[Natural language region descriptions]
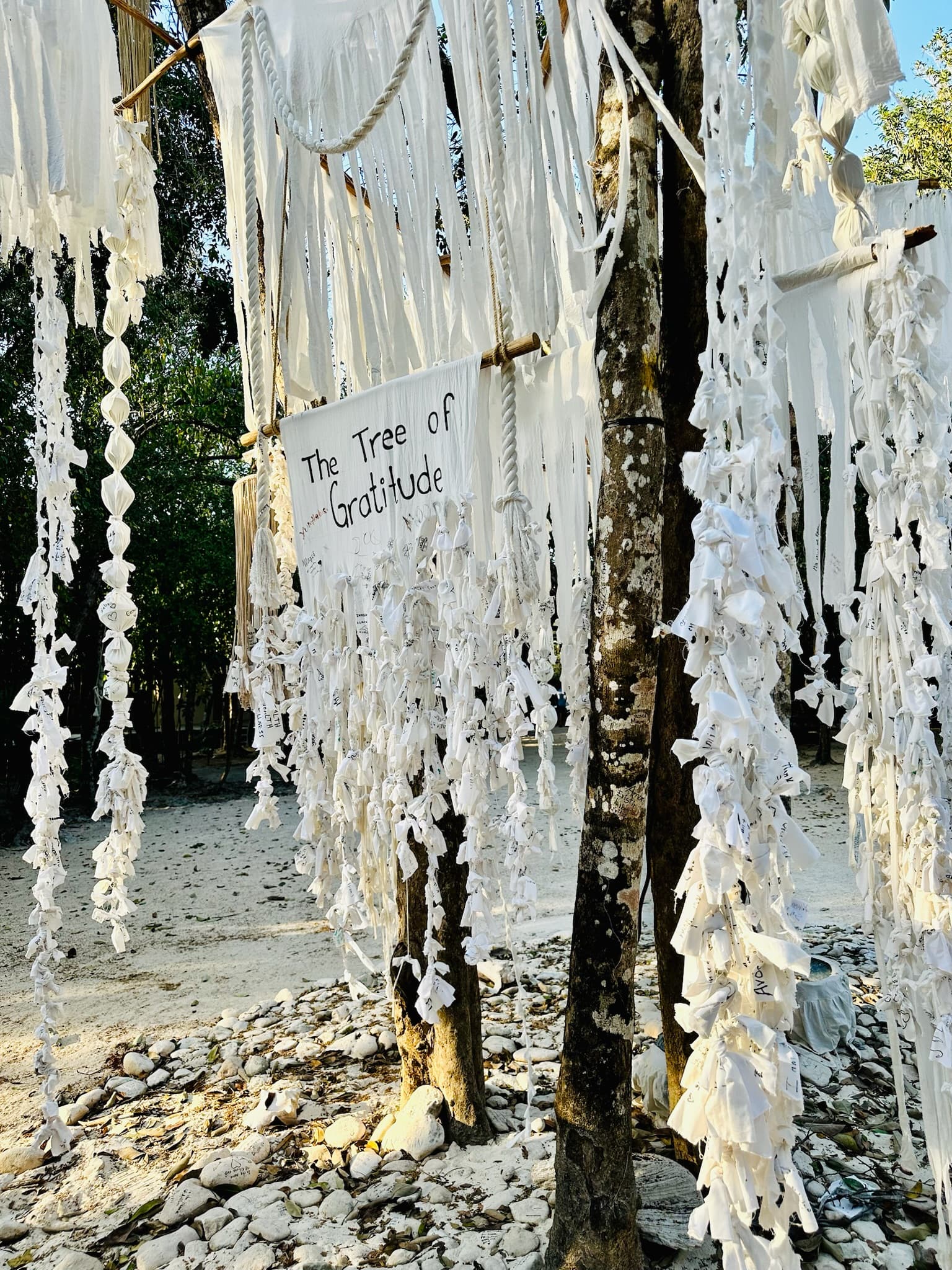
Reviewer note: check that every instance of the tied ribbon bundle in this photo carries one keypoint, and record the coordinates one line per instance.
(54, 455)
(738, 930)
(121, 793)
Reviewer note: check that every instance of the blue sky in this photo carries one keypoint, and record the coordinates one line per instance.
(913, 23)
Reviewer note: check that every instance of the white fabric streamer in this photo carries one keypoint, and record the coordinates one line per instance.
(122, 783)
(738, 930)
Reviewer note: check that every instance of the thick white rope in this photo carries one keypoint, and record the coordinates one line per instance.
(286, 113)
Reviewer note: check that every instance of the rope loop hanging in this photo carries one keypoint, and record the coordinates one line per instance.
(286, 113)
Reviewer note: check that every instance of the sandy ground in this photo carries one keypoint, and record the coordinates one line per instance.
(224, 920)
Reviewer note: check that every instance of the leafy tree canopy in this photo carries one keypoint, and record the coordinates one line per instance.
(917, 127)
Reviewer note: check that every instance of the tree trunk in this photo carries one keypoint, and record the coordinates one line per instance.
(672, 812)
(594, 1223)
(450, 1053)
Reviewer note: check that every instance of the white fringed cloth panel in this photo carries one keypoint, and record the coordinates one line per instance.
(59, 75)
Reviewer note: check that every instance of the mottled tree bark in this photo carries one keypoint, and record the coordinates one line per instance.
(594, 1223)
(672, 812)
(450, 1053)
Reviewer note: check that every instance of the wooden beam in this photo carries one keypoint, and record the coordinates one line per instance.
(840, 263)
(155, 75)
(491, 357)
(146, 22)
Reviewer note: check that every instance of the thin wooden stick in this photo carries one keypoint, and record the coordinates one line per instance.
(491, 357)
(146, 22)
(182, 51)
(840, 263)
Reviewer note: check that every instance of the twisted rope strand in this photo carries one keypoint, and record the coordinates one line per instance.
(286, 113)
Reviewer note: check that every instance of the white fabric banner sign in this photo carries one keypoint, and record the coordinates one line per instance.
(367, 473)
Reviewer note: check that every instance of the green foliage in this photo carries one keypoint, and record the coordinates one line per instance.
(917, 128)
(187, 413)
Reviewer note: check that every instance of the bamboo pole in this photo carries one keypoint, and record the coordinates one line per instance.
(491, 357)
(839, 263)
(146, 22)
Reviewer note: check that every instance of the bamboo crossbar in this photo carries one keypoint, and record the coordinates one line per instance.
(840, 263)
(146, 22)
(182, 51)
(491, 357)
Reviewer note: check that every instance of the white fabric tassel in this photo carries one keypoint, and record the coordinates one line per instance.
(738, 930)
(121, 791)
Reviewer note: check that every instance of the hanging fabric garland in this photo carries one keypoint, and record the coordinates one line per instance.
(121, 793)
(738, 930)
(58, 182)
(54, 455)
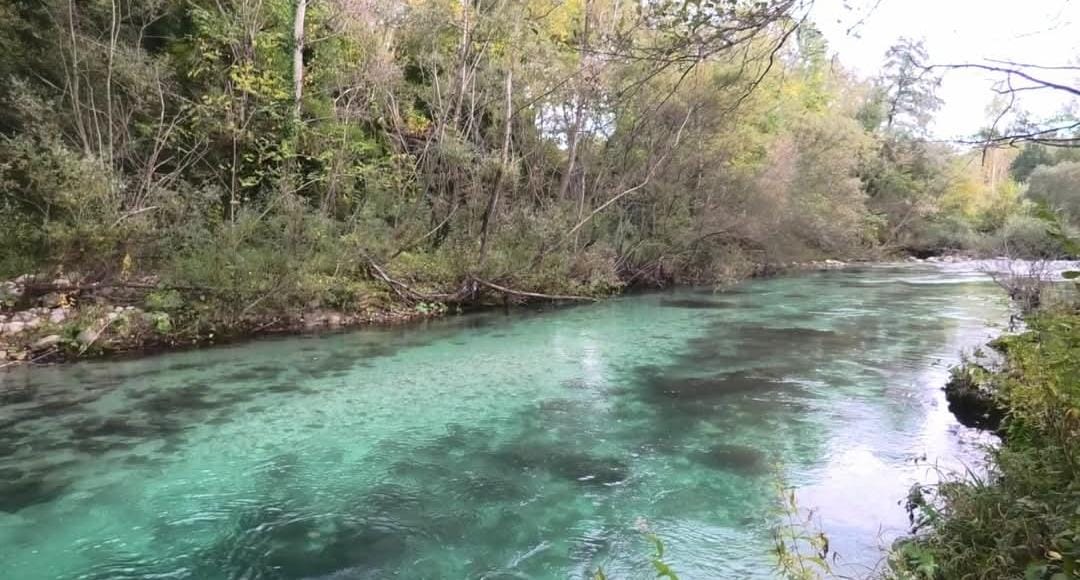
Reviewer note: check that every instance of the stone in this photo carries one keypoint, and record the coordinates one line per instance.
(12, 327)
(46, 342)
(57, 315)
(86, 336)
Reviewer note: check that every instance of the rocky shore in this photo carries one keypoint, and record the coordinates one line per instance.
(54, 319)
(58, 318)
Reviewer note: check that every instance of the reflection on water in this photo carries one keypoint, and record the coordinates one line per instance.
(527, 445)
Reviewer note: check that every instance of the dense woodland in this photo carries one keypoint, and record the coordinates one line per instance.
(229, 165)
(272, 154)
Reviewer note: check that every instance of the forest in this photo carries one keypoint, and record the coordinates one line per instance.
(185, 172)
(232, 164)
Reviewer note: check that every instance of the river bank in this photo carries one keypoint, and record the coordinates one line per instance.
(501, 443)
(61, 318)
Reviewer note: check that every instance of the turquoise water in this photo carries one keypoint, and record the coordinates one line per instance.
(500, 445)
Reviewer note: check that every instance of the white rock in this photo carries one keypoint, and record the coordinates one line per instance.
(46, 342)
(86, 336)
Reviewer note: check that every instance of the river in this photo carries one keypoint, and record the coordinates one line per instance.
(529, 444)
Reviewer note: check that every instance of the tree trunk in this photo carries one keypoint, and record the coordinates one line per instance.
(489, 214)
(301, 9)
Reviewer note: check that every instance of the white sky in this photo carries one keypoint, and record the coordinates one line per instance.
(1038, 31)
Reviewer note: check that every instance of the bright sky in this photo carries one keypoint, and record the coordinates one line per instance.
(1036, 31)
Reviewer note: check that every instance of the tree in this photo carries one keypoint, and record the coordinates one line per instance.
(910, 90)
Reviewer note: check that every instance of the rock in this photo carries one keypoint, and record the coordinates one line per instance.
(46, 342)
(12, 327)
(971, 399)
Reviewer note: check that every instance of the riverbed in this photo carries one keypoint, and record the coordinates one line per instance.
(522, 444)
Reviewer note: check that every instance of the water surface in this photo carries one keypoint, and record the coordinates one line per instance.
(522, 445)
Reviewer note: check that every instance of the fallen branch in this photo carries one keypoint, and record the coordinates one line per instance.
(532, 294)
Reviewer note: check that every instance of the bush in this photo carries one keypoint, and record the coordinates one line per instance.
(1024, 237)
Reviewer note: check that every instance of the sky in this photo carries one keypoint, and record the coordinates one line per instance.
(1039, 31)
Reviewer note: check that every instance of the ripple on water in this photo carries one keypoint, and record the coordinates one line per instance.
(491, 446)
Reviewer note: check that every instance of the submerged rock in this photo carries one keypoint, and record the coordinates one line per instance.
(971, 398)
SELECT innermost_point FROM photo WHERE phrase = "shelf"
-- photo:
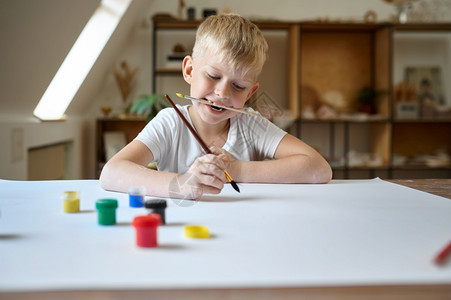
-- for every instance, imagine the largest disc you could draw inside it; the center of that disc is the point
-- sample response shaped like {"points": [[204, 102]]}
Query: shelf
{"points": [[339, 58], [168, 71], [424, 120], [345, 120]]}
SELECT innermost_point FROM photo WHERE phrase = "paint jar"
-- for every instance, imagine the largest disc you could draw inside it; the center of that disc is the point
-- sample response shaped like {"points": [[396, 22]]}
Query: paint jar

> [Your goal] Across the data, find each line that has "paint" in it and copy that line.

> [Response area]
SELECT innermost_point FROM photo WHERE phrase = "paint jar"
Query: paint jar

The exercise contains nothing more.